* **TASK PROMPT**: Beginning with the line that contains "Need: a pin on each instance of the athletic", output each line below exactly through the last one, both included, and nothing else.
★ ★ ★ ★ ★ ★ ★
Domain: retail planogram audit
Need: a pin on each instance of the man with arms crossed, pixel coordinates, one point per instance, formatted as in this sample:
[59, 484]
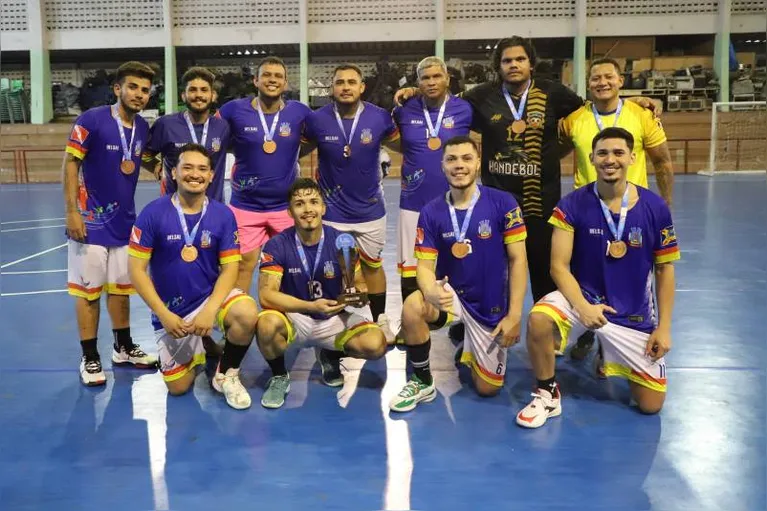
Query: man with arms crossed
[103, 156]
[190, 244]
[266, 138]
[617, 233]
[299, 286]
[472, 267]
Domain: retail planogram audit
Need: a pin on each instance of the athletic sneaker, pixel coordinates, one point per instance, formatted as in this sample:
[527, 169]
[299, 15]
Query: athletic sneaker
[135, 356]
[276, 390]
[331, 368]
[231, 387]
[543, 406]
[411, 394]
[91, 372]
[383, 324]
★ ★ ★ ★ ★ ★ ★
* **WRITTEN RESPONSE**:
Need: a pin on each instance of the athletic sneaker, pixel coordinates, one point per instance, formatted as in this sample:
[527, 169]
[299, 15]
Query: athletic sneaker
[135, 356]
[276, 390]
[331, 368]
[231, 387]
[543, 406]
[411, 394]
[91, 372]
[383, 324]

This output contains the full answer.